>>>>>
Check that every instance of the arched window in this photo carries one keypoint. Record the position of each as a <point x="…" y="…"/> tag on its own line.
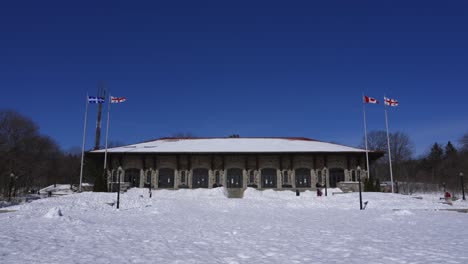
<point x="200" y="178"/>
<point x="182" y="177"/>
<point x="217" y="179"/>
<point x="252" y="177"/>
<point x="303" y="178"/>
<point x="269" y="178"/>
<point x="132" y="176"/>
<point x="336" y="175"/>
<point x="166" y="178"/>
<point x="148" y="177"/>
<point x="285" y="177"/>
<point x="234" y="178"/>
<point x="115" y="175"/>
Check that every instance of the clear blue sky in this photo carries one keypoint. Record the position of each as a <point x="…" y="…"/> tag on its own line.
<point x="254" y="68"/>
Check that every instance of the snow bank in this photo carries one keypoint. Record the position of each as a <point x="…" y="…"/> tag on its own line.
<point x="54" y="213"/>
<point x="203" y="226"/>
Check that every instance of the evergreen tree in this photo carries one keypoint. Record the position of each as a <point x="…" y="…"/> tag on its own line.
<point x="450" y="150"/>
<point x="369" y="185"/>
<point x="436" y="153"/>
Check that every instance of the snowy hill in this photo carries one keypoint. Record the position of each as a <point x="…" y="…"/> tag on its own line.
<point x="203" y="226"/>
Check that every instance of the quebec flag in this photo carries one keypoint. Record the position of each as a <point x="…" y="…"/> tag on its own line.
<point x="95" y="100"/>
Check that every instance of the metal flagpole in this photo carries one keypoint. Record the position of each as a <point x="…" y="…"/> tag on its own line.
<point x="365" y="137"/>
<point x="388" y="143"/>
<point x="107" y="133"/>
<point x="82" y="147"/>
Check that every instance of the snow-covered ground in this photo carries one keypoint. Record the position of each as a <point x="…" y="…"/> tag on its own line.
<point x="203" y="226"/>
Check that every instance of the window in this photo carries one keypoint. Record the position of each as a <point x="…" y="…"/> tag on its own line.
<point x="269" y="178"/>
<point x="114" y="176"/>
<point x="182" y="177"/>
<point x="285" y="177"/>
<point x="303" y="177"/>
<point x="217" y="177"/>
<point x="148" y="176"/>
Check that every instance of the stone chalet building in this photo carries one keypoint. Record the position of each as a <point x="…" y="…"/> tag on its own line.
<point x="236" y="163"/>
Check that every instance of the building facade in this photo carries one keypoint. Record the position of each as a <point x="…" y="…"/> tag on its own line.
<point x="236" y="163"/>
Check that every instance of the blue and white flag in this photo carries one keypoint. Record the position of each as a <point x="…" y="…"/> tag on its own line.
<point x="95" y="100"/>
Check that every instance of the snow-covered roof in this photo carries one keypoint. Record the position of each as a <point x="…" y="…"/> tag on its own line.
<point x="232" y="145"/>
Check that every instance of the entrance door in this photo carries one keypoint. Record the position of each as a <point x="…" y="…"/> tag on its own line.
<point x="166" y="178"/>
<point x="132" y="176"/>
<point x="200" y="178"/>
<point x="269" y="178"/>
<point x="234" y="178"/>
<point x="336" y="176"/>
<point x="303" y="178"/>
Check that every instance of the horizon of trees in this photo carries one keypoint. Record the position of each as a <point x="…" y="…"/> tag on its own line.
<point x="34" y="160"/>
<point x="37" y="161"/>
<point x="439" y="166"/>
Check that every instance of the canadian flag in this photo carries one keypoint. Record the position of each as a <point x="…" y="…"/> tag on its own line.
<point x="370" y="100"/>
<point x="390" y="102"/>
<point x="116" y="100"/>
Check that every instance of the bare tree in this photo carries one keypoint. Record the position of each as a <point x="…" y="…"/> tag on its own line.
<point x="401" y="149"/>
<point x="464" y="142"/>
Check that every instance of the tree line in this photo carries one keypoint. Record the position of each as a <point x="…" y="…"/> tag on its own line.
<point x="30" y="160"/>
<point x="439" y="167"/>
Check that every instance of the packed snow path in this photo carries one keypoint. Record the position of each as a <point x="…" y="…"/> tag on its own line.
<point x="202" y="226"/>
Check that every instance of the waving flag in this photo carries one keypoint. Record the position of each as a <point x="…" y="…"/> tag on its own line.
<point x="390" y="102"/>
<point x="95" y="100"/>
<point x="370" y="100"/>
<point x="116" y="100"/>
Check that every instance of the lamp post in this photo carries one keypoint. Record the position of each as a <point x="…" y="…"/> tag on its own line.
<point x="463" y="187"/>
<point x="12" y="177"/>
<point x="326" y="180"/>
<point x="119" y="173"/>
<point x="360" y="193"/>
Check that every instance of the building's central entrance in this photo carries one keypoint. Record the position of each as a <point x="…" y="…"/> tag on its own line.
<point x="200" y="178"/>
<point x="166" y="178"/>
<point x="269" y="178"/>
<point x="234" y="178"/>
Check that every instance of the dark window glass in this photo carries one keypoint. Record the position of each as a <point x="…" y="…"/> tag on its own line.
<point x="148" y="176"/>
<point x="285" y="177"/>
<point x="182" y="177"/>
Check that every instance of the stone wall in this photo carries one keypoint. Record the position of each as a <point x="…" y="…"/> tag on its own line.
<point x="250" y="164"/>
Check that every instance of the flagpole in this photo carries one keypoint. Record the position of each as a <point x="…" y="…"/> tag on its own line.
<point x="388" y="143"/>
<point x="107" y="133"/>
<point x="82" y="147"/>
<point x="365" y="137"/>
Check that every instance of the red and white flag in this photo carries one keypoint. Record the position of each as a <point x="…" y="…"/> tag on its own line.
<point x="390" y="102"/>
<point x="370" y="100"/>
<point x="116" y="100"/>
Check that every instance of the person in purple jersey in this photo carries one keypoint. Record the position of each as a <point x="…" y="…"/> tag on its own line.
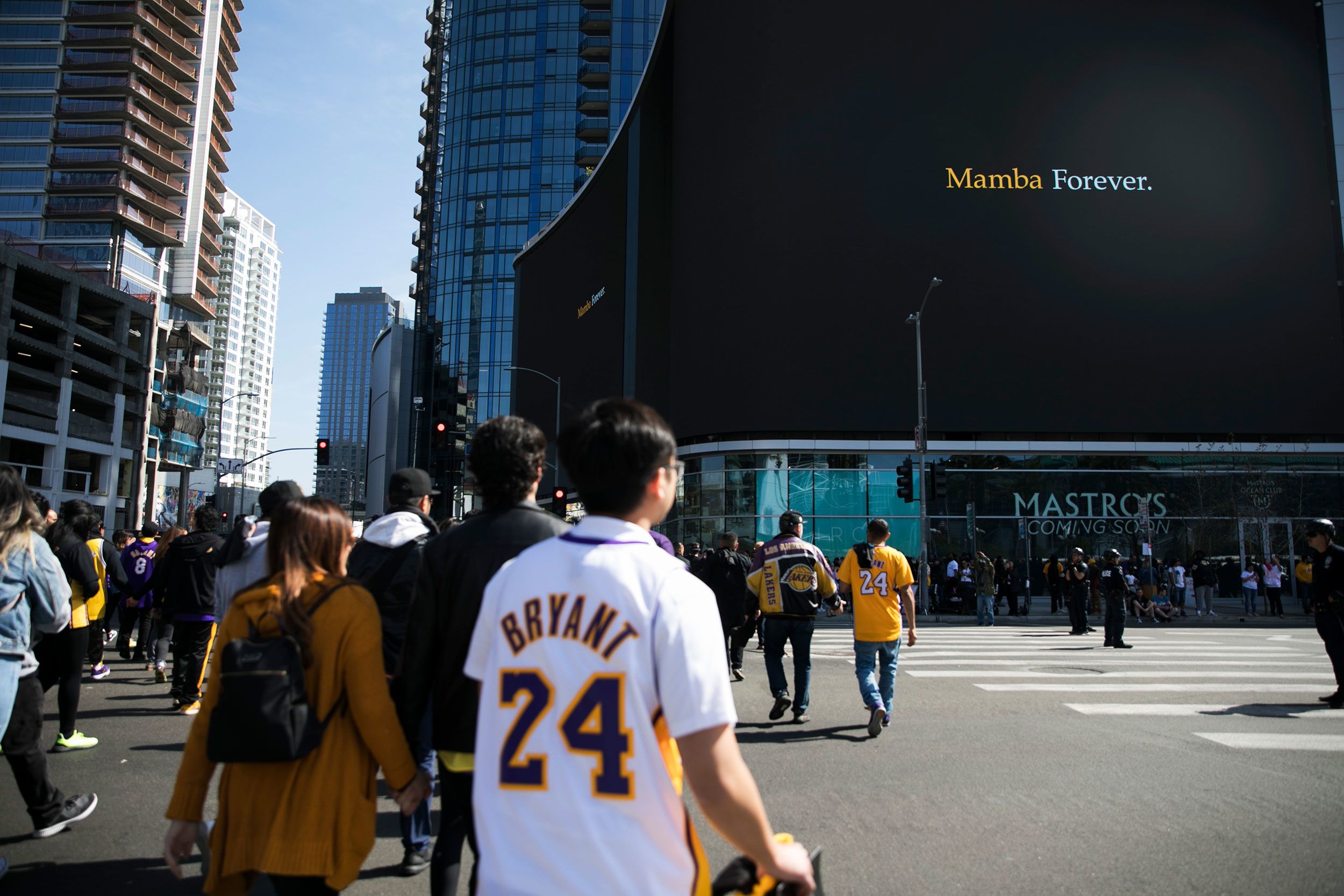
<point x="138" y="559"/>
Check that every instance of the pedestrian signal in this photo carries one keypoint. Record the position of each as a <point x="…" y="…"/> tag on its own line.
<point x="906" y="483"/>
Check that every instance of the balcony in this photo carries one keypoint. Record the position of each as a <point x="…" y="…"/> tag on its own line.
<point x="77" y="85"/>
<point x="596" y="74"/>
<point x="77" y="133"/>
<point x="149" y="229"/>
<point x="592" y="128"/>
<point x="72" y="109"/>
<point x="208" y="265"/>
<point x="595" y="100"/>
<point x="596" y="22"/>
<point x="105" y="61"/>
<point x="131" y="38"/>
<point x="135" y="12"/>
<point x="589" y="155"/>
<point x="104" y="182"/>
<point x="138" y="168"/>
<point x="596" y="49"/>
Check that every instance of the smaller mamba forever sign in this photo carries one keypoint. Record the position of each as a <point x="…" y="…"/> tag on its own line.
<point x="968" y="179"/>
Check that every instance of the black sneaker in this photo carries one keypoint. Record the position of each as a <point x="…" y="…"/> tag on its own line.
<point x="76" y="809"/>
<point x="413" y="863"/>
<point x="875" y="722"/>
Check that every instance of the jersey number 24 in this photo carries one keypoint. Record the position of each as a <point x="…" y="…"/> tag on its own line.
<point x="595" y="725"/>
<point x="873" y="583"/>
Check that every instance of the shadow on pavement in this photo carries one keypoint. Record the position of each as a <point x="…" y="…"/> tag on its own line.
<point x="791" y="733"/>
<point x="130" y="876"/>
<point x="1269" y="709"/>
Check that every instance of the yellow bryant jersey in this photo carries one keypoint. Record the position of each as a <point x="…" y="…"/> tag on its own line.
<point x="877" y="593"/>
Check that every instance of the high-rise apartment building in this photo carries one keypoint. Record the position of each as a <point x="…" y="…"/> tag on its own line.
<point x="242" y="346"/>
<point x="350" y="329"/>
<point x="113" y="132"/>
<point x="520" y="103"/>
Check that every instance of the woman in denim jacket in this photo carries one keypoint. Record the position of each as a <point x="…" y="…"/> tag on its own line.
<point x="34" y="599"/>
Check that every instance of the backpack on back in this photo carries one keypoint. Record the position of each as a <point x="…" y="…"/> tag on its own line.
<point x="264" y="714"/>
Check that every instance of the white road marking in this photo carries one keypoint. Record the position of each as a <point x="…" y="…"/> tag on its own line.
<point x="1200" y="709"/>
<point x="1026" y="656"/>
<point x="1155" y="687"/>
<point x="1108" y="660"/>
<point x="1329" y="743"/>
<point x="1151" y="673"/>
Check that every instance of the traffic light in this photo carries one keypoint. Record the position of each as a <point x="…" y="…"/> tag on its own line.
<point x="906" y="483"/>
<point x="939" y="480"/>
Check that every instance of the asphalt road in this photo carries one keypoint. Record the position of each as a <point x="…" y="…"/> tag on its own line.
<point x="1020" y="761"/>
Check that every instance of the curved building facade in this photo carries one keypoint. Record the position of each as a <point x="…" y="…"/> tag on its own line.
<point x="1124" y="316"/>
<point x="520" y="100"/>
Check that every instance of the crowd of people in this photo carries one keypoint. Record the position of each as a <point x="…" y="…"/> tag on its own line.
<point x="980" y="585"/>
<point x="433" y="650"/>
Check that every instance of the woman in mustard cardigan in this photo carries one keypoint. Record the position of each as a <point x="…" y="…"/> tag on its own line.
<point x="307" y="824"/>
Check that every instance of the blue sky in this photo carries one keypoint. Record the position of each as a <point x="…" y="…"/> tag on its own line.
<point x="324" y="146"/>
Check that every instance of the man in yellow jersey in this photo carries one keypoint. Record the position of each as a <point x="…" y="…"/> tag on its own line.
<point x="877" y="580"/>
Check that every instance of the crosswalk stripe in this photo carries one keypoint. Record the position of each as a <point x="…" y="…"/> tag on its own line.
<point x="1154" y="687"/>
<point x="1329" y="743"/>
<point x="918" y="660"/>
<point x="1041" y="655"/>
<point x="1131" y="673"/>
<point x="1205" y="709"/>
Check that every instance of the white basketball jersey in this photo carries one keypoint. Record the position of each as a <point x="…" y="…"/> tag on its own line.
<<<<<
# What you are asked to do
Look above for the line containing "Check that every instance of the man"; copy from it through the last line, exactly, and nothing more.

# Answer to the task
Check that every instance of the man in yellow jersey in this photo carries one keypoint. Record the position of each as a <point x="…" y="…"/> tag on its own line.
<point x="877" y="580"/>
Check that every instance of the crosswalk stripe in this photo carries one keypoint. Record the position of each as a <point x="…" y="…"/> tag on its own line.
<point x="1154" y="687"/>
<point x="1329" y="743"/>
<point x="918" y="660"/>
<point x="1041" y="655"/>
<point x="1131" y="673"/>
<point x="1205" y="709"/>
Check that every instance of the white basketball jersey in this photo carries one keypoint. Record the position of each as a <point x="…" y="…"/> tag on its own line.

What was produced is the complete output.